[Raw records]
━━━━━━━━━━
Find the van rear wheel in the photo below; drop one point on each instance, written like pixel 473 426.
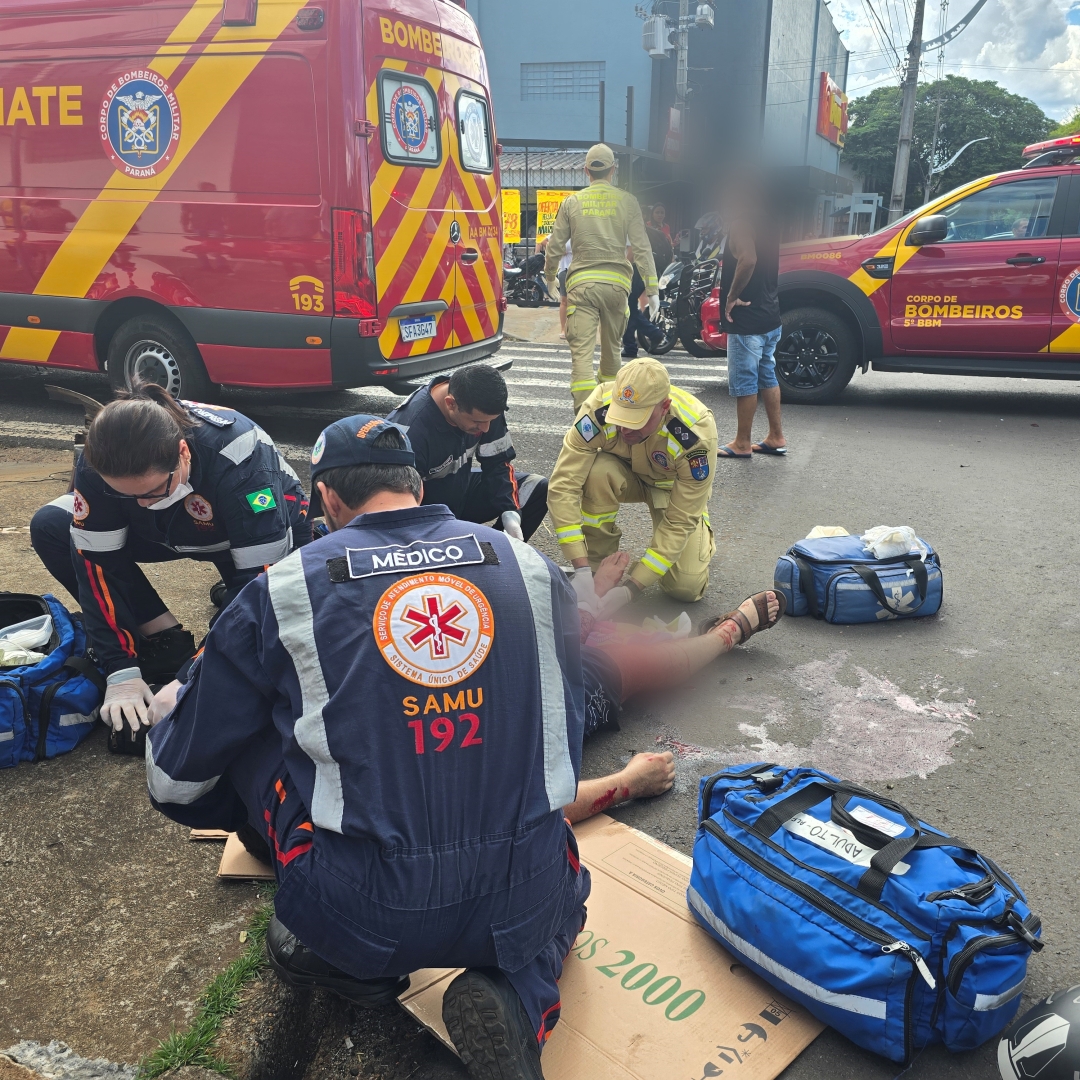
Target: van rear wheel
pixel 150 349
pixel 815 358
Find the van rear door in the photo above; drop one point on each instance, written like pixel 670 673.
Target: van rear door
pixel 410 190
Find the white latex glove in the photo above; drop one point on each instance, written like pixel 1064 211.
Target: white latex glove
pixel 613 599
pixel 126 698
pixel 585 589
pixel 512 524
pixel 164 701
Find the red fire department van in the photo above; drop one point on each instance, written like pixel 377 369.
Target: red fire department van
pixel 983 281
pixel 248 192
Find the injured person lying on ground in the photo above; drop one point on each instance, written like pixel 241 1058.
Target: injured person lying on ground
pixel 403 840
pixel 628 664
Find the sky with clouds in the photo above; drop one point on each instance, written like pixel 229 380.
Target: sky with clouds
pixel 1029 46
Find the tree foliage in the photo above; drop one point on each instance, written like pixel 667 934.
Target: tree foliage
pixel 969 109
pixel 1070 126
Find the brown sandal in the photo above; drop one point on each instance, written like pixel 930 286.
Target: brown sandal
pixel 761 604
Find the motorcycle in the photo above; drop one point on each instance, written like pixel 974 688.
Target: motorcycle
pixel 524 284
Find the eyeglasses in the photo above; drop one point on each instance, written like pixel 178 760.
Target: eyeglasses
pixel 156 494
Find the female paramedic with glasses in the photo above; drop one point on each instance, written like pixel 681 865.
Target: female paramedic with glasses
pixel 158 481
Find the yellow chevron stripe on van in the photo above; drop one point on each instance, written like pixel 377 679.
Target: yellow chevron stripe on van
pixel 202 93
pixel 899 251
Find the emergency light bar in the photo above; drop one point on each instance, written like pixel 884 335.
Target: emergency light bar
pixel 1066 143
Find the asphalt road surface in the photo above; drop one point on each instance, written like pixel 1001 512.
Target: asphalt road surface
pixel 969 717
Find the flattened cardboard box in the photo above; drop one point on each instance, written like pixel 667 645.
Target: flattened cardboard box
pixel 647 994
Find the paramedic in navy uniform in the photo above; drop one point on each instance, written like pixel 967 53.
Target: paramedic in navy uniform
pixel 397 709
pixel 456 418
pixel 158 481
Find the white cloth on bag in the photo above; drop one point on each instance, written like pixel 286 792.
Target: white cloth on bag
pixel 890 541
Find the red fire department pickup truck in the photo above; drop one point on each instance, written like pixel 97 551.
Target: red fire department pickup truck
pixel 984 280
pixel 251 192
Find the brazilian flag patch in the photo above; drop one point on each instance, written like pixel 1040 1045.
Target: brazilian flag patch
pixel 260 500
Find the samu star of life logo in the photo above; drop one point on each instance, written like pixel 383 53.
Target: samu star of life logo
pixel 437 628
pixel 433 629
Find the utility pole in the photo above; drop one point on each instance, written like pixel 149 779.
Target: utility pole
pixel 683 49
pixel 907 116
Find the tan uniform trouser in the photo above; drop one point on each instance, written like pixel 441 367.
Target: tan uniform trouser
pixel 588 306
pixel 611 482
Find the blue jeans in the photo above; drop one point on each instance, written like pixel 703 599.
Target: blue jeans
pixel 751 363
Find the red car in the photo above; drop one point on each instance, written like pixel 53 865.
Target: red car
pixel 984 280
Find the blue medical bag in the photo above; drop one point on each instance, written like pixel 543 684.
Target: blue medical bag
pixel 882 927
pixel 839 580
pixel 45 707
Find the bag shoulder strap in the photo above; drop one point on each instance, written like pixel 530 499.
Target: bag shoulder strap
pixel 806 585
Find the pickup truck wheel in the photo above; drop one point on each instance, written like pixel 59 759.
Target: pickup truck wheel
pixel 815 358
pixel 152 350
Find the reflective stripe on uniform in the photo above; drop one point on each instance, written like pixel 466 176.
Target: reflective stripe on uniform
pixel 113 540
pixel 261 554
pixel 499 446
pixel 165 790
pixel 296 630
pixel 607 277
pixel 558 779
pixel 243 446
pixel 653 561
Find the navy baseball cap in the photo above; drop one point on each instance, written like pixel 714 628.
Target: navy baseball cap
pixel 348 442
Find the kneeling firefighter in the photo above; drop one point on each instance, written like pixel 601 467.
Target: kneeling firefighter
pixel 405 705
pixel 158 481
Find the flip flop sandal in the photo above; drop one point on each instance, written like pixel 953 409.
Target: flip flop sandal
━━━━━━━━━━
■ INSTRUCTIONS FOR THE TASK ■
Copy each line of the records precisely and drop any images they hold.

■ EXERCISE RESULT ■
Find the van rear wheel in the photo below; drop one point on each instance, written like pixel 473 426.
Target: van rear wheel
pixel 150 349
pixel 815 358
Find the van rear door in the photo above; drop one point on each instance, written like pixel 670 673.
Target: van rear door
pixel 410 190
Find the white latex glove in the photo above; drop one point on each instance, written like pixel 1064 211.
Target: white latex glove
pixel 613 599
pixel 126 698
pixel 585 589
pixel 512 524
pixel 164 701
Find the red fire department van in the photo above; drop one point on each instance, written like pixel 377 369.
Target: red fire department van
pixel 983 281
pixel 248 192
Find the injured person lying on ground in the photo above; drop one point on each instance, written like pixel 241 1058.
Target: injured person lying on ground
pixel 403 840
pixel 628 664
Find the sky with clouds in the photo above; drop one point on each instance, written like pixel 229 380.
Target: sky with clouds
pixel 1029 46
Find the tree foliage in the photo above; drop one point on each instance, written like pixel 667 934.
Target: tree foliage
pixel 969 109
pixel 1070 126
Find the brown sandal in the photo above; drop one point on each instance, written like pixel 930 286.
Target: brown sandal
pixel 761 604
Find the motorcycle in the photo above; drop one point on each instance, written like pixel 974 688.
Target: motorcycle
pixel 524 284
Find the eyeglasses in the photo above; drop one point on each instance, written like pixel 178 760.
Target: eyeglasses
pixel 156 494
Find the female paramedic with glasses in the photo above; drop one point on each instance, written like pixel 681 865.
Target: female paramedic with glasses
pixel 158 481
Find the yellow chevron stripe on van in the photo above; drop one point on each instance, written like pixel 377 679.
Target: yellow chevron stripe on van
pixel 202 93
pixel 899 251
Find the emergency light bar in the photo above; drop one point on each instance, written like pixel 884 335.
Target: emergency light bar
pixel 1066 143
Find the asphalt road surface in the photo above; drop one point on each instance, written like pixel 1001 512.
Target: asphalt road surface
pixel 969 717
Find the flattened cardboard box in the photo above; drop one point on each instance, written like pixel 667 645.
Target: flattened cardboard box
pixel 647 994
Find the paramedic in navy uniform in the photo above; drop one point on each instance, written like pixel 967 53.
Target: paramedic in navy uniform
pixel 397 709
pixel 456 418
pixel 158 481
Find the white cloth on bag in the photo above; drop one point on each instance, written like pixel 286 792.
Target: white cloth on bag
pixel 890 541
Find the red fire department pickup truck in the photo above; drop one point on each instance, written like pixel 97 551.
Target: red fire department pickup truck
pixel 984 280
pixel 251 192
Find the brazilian flag patch in the photo above; drop one point on each instance, written like pixel 1040 1045.
Target: brazilian flag patch
pixel 260 500
Find the samu star of life logo in the photo above; drop one point on each instance, written like pixel 383 53.
Target: samu star of life logo
pixel 437 628
pixel 433 629
Find the utility pole in the photo above; drop one point on each instance, written like pixel 149 779.
Target: utility pole
pixel 683 49
pixel 907 116
Find the tan uniform trouser in the photo above; drop one point on each instance, written like pixel 441 367.
Target: tan uniform trouser
pixel 588 306
pixel 611 482
Find the blue jeans in the photo above; drop one point on each instance, written like pixel 703 599.
Target: blue jeans
pixel 751 363
Find the red car in the photo above; drop one point on each instance, written like pixel 53 865.
Target: red car
pixel 984 280
Find the blue medical bag in the photo above; drop one point on each instance, written like pixel 543 684.
Target: blue medical bag
pixel 882 927
pixel 839 580
pixel 45 707
Find the bag shoulder strap in the photo above; drop one point on each instance, written like pixel 530 499.
Target: bag shoulder strap
pixel 806 585
Find the pickup truck wheel in the photo above; drop one point on each instance, written like pixel 59 759.
Target: pickup truck wheel
pixel 815 358
pixel 152 350
Find the reflective stripe on uniform in the photo above; drop one point on each instance, written like pixel 466 176.
Target: reflective stripe on uniform
pixel 113 540
pixel 261 554
pixel 499 446
pixel 165 790
pixel 296 630
pixel 607 277
pixel 558 779
pixel 243 446
pixel 653 561
Find the navy baseball cap in the photo above; drop one point on each instance, written like pixel 714 628.
Target: navy baseball cap
pixel 348 442
Find the kneeling firefighter in the photo above; drop one point on each instance, written like pixel 601 467.
Target: kneeling firefighter
pixel 405 705
pixel 158 481
Find the flip flop sandal in the photo above; drop one point on each instance, written like pixel 953 409.
Target: flip flop sandal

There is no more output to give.